'''
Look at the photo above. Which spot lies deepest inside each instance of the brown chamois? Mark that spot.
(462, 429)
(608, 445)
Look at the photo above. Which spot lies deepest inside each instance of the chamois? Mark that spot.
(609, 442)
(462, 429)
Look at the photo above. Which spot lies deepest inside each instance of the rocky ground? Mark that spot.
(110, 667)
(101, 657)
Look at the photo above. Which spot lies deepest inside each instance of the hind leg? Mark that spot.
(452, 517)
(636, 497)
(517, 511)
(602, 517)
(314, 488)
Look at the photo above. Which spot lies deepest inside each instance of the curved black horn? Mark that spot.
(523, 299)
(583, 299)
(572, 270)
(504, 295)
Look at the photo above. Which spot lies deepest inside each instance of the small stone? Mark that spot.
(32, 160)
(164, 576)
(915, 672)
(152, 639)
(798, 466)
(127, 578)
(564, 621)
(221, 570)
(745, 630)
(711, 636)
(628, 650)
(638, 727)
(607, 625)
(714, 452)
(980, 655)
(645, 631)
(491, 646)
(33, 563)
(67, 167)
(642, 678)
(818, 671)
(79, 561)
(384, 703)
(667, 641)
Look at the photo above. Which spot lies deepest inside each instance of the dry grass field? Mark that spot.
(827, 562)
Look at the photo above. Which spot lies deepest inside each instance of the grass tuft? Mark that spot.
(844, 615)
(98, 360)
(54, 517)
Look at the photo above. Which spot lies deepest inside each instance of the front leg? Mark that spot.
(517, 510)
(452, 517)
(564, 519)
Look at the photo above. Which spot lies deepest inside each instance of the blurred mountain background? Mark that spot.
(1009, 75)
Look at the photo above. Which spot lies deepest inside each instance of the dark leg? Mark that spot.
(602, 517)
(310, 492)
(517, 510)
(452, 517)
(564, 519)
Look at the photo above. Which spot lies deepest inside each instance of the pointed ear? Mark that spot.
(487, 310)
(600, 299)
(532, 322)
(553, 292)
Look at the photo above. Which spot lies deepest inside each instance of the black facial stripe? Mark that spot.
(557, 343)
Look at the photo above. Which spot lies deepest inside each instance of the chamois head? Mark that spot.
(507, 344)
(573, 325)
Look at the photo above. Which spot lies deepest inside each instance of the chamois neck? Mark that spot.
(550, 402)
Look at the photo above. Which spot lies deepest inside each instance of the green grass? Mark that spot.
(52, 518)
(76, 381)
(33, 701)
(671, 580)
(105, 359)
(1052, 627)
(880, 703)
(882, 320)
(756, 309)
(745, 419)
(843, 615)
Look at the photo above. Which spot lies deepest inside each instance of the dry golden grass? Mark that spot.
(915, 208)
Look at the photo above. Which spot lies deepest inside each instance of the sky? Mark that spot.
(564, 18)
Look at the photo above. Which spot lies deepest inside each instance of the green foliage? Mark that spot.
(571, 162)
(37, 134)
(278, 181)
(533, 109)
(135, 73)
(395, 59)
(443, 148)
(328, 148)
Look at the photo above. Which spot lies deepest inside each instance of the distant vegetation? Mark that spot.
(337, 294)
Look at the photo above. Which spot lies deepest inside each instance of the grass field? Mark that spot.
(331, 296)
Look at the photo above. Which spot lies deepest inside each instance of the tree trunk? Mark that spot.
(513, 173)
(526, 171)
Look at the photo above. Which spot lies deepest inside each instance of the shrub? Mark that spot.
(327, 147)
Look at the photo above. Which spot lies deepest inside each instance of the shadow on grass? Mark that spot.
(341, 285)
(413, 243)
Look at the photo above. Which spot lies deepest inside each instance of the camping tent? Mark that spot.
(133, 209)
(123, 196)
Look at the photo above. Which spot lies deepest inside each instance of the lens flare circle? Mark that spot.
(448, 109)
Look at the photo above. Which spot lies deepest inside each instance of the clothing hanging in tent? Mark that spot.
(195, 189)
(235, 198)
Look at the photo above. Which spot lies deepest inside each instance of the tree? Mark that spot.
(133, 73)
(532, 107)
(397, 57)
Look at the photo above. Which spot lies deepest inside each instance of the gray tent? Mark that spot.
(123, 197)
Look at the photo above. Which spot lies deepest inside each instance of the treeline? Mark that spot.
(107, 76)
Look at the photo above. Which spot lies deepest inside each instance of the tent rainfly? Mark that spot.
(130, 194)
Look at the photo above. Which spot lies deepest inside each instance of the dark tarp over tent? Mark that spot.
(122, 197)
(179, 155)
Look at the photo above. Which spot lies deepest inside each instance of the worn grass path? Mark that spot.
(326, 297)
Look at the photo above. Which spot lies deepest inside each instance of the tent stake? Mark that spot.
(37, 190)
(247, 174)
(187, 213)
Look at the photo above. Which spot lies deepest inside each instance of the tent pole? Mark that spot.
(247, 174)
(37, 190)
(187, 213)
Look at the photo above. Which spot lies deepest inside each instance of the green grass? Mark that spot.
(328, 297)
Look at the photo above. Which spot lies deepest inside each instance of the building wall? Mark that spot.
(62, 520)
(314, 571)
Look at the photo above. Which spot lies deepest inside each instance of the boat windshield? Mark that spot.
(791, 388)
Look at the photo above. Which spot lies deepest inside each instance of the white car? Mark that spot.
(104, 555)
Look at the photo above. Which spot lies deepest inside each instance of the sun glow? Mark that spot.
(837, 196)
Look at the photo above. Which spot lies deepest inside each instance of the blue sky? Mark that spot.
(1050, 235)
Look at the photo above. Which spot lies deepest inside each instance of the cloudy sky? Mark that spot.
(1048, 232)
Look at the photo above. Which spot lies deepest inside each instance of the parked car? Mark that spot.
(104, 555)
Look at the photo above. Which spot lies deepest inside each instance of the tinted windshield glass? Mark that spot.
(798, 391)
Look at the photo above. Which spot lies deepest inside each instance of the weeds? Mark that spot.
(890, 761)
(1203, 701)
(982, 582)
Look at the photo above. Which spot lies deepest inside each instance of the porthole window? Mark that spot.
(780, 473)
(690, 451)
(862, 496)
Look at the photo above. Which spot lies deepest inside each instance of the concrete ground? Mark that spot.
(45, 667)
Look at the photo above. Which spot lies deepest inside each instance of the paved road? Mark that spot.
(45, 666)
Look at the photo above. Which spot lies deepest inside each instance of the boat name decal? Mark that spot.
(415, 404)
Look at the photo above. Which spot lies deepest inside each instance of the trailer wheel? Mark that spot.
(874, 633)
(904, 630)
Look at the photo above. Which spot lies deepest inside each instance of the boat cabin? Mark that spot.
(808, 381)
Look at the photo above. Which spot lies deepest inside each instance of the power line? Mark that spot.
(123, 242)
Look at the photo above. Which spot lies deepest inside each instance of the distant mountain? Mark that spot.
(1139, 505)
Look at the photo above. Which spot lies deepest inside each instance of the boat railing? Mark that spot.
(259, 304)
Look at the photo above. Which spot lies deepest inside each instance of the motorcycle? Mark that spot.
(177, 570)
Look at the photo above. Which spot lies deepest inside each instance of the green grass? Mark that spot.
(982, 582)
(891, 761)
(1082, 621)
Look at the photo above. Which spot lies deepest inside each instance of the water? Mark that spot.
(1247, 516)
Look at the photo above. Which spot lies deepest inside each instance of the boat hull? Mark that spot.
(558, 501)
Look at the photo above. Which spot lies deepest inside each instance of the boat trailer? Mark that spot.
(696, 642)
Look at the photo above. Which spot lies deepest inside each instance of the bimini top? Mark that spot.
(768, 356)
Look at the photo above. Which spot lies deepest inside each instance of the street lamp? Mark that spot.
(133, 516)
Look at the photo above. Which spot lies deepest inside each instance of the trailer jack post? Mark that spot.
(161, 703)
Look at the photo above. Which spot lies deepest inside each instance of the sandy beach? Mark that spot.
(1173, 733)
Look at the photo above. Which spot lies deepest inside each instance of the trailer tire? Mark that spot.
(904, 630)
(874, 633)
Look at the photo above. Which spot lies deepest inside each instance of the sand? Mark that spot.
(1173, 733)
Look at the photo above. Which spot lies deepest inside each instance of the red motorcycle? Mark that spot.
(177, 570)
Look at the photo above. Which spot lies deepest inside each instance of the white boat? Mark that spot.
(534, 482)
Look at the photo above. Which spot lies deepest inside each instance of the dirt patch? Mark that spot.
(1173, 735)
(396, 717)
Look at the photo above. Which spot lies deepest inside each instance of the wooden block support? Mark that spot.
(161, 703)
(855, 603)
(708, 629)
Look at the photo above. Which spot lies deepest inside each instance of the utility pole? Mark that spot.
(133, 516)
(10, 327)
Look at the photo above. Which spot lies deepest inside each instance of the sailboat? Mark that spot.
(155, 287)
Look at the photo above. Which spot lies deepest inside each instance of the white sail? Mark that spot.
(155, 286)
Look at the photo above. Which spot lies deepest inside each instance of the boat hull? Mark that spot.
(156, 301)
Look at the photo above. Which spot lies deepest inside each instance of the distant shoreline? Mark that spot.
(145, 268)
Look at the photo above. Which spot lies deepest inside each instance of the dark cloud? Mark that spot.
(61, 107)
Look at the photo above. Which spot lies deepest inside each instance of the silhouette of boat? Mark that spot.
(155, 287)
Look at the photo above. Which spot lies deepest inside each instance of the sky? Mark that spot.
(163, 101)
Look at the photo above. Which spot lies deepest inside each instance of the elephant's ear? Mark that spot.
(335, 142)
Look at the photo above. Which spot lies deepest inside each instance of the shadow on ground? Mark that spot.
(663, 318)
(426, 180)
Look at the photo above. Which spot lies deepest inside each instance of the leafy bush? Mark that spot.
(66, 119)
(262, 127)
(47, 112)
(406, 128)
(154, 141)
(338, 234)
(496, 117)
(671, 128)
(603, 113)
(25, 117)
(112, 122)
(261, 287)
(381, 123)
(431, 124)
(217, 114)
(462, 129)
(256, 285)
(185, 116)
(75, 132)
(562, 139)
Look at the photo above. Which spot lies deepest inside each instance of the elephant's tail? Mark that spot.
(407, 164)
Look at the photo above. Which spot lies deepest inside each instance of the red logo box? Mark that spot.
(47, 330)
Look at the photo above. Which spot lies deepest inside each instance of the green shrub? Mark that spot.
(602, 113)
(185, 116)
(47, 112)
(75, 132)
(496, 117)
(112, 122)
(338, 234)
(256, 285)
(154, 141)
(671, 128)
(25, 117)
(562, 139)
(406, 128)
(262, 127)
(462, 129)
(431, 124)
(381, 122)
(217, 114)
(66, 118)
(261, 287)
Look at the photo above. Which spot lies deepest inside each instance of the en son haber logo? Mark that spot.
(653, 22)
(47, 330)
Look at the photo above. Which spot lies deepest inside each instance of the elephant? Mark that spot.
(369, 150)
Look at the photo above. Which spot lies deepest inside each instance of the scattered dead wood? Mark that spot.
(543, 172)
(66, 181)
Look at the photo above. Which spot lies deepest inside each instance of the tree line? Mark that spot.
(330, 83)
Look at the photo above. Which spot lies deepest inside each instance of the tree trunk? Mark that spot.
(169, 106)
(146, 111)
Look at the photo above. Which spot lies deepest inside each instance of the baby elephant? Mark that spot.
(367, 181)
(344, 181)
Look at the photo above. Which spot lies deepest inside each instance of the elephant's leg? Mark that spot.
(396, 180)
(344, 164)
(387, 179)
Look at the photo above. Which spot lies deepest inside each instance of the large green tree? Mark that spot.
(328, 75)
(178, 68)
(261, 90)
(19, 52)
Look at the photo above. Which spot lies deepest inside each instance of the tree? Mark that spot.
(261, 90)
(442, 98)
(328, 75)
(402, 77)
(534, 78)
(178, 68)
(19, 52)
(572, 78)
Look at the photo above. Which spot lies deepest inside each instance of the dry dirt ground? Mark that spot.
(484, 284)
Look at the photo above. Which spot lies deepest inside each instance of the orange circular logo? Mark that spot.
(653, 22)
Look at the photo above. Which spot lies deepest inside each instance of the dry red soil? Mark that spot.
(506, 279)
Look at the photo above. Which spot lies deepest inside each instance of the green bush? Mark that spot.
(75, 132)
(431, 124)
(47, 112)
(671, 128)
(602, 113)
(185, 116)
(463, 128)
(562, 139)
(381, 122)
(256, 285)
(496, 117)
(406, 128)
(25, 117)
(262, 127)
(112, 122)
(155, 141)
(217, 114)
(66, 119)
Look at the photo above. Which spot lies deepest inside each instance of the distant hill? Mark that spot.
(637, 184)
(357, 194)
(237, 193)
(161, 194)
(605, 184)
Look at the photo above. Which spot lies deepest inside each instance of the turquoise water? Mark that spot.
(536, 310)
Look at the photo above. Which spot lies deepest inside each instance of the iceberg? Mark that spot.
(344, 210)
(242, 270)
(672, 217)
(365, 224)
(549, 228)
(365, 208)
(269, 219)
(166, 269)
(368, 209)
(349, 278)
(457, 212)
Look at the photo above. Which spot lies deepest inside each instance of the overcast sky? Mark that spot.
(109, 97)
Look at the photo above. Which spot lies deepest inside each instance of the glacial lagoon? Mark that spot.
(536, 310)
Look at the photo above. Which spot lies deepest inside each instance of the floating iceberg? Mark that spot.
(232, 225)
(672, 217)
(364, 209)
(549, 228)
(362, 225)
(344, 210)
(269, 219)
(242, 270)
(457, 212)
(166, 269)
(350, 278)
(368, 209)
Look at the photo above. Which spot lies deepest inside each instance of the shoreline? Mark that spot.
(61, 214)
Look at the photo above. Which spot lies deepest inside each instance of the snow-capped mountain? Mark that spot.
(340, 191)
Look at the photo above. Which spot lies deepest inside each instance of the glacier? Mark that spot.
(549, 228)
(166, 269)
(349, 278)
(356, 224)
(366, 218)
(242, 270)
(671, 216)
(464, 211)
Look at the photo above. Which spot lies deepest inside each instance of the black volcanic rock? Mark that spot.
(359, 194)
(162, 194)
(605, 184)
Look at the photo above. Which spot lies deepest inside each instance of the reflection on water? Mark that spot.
'''
Copy the records from the line containing "snow-capped mountain? Mark that spot." through the end of the records, requests included, and add 75 to every coordinate in the answers.

Look at the photo above. Which spot lies deepest inside each instance of the snow-capped mountain? Mark that spot.
(415, 266)
Look at the photo above. Which spot lies deepest inside each instance of the glacier? Mark that spot.
(624, 303)
(241, 344)
(424, 353)
(431, 299)
(441, 293)
(317, 345)
(746, 291)
(539, 286)
Look at the photo above. Which spot lies deepest inside each instance of the black volcanic rock? Mark that spot.
(434, 269)
(237, 269)
(680, 259)
Look at the photo above. Which spot lies deepest inside each instance of the reflection on water? Mark that spot.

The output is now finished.